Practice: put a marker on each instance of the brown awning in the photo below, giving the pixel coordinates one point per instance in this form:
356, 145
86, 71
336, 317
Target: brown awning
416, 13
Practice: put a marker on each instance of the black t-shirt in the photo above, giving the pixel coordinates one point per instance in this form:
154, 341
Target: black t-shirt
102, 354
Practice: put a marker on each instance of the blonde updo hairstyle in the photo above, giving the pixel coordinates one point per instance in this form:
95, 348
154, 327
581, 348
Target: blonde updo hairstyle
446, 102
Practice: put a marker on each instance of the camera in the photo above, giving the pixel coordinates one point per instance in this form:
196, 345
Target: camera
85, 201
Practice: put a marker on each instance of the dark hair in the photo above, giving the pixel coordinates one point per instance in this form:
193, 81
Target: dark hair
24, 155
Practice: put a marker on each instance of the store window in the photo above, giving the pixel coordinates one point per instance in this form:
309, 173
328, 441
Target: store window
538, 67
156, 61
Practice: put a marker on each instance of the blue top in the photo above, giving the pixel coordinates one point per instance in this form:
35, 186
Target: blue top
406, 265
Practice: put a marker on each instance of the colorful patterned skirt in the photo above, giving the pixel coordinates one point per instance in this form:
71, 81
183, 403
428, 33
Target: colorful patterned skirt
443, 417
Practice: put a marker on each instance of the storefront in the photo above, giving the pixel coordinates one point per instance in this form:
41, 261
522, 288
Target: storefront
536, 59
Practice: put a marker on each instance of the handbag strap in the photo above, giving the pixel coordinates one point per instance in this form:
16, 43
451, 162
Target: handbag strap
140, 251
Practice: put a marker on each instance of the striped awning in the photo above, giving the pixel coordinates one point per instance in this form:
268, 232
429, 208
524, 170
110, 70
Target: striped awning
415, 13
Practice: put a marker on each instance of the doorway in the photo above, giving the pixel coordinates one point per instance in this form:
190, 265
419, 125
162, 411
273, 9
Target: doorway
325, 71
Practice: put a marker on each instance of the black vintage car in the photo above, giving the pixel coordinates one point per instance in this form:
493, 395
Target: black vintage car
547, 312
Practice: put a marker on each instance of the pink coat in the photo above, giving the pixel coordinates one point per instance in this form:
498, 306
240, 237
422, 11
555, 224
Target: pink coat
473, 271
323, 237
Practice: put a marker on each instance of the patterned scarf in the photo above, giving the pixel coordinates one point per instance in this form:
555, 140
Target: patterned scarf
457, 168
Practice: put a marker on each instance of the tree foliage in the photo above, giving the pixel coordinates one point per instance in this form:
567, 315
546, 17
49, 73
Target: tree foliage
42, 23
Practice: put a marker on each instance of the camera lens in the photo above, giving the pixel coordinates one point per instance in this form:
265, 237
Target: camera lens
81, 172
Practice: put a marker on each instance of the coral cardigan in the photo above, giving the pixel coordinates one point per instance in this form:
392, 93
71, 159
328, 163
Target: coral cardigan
+ + + +
_WHAT YOU SHOULD DO_
Recast every line of the records above as one numbered list, leaving out any blank lines.

_ANSWER FOR THE TASK_
1. Practice: put a marker on each instance of the brown awning in the photo below, giving the pixel coordinates one point per instance in this form:
2. 356, 145
3. 86, 71
4. 336, 317
5. Target: brown awning
6. 416, 13
7. Practice: put a marker on each instance of the black t-shirt in the photo above, giving the pixel coordinates one point per instance in this form:
8. 154, 341
9. Target: black t-shirt
10. 102, 354
11. Practice: put a marker on each instance of the blonde updo hairstyle in the photo above, giving the pixel coordinates one point per instance in this form:
12. 95, 348
13. 154, 327
14. 581, 348
15. Target: blonde updo hairstyle
16. 446, 102
17. Practice: put a marker on each instance of the camera in the photo above, giving the pixel coordinates one point per instance in this form:
18. 196, 345
19. Target: camera
20. 85, 201
21. Practice: put a marker on each instance of the dark hair in the photo above, giving the pixel coordinates one point per instance in this form:
22. 193, 81
23. Target: dark hair
24. 24, 155
25. Practice: put a marker on each instance of the store window in the photo above, giving the pixel coordinates one point per instance in this form:
26. 309, 173
27. 328, 441
28. Target: store window
29. 538, 67
30. 156, 61
31. Practice: put a marker on each instance of the blue top in the photo above, giving the pixel coordinates one point per instance in this form:
32. 35, 186
33. Target: blue top
34. 406, 265
35. Practice: put a marker on each instance of the colorful patterned skirt in the photo above, giving the pixel coordinates one point per instance in this form:
36. 71, 81
37. 183, 403
38. 428, 33
39. Target: colorful patterned skirt
40. 443, 417
41. Practice: put a marker on each instance of the storefront in the photo above, giving the pixel coordinates one point per instance in this form:
42. 41, 261
43. 522, 288
44. Target: storefront
45. 536, 59
46. Practice: put a marker on each instance of the handbag strap in the photo above, giving the pixel coordinates one point per instance in this form:
47. 16, 43
48. 451, 162
49. Target: handbag strap
50. 140, 251
51. Practice: put a marker on each instance of the striped awning in the photo above, giving the pixel coordinates one point per instance in this form:
52. 268, 232
53. 429, 208
54. 524, 170
55. 110, 70
56. Target: striped awning
57. 415, 13
58. Practice: put a marker on each instance of the doorway in the photo above, giving the pixel coordinates one point per instance in this form:
59. 190, 265
60. 419, 125
61. 162, 411
62. 273, 9
63. Target: doorway
64. 325, 71
65. Practice: put a marker on each instance of the black vintage car in the photo above, giving the pixel coordinates one point per instance in this form:
66. 493, 395
67. Target: black vintage car
68. 547, 312
69. Practice: put a marker on each instance of the pink coat in the photo above, giving the pixel coordinates one point per instance in this form:
70. 498, 306
71. 240, 237
72. 422, 11
73. 555, 224
74. Target: pink coat
75. 473, 271
76. 323, 237
77. Practice: put a marker on each instance of the patterned scarf in the photo above, giving the pixel coordinates one point per instance in this form:
78. 555, 140
79. Target: patterned scarf
80. 457, 168
81. Practice: put a marker on each instance of the tree foliage in the photo above, giving the pixel coordinates one point per instance in this form:
82. 567, 315
83. 546, 17
84. 49, 73
85. Target: tree foliage
86. 42, 23
87. Practice: put a marker on each instance of the camera lens in the photo above, giving the pixel coordinates one point per instance in this form:
88. 265, 237
89. Target: camera lens
90. 81, 172
91. Practice: put a marker on each instance of the coral cardigan in the photo above, giving the pixel coordinates one point per instance in this form:
92. 392, 93
93. 71, 159
94. 328, 163
95. Target: coral cardigan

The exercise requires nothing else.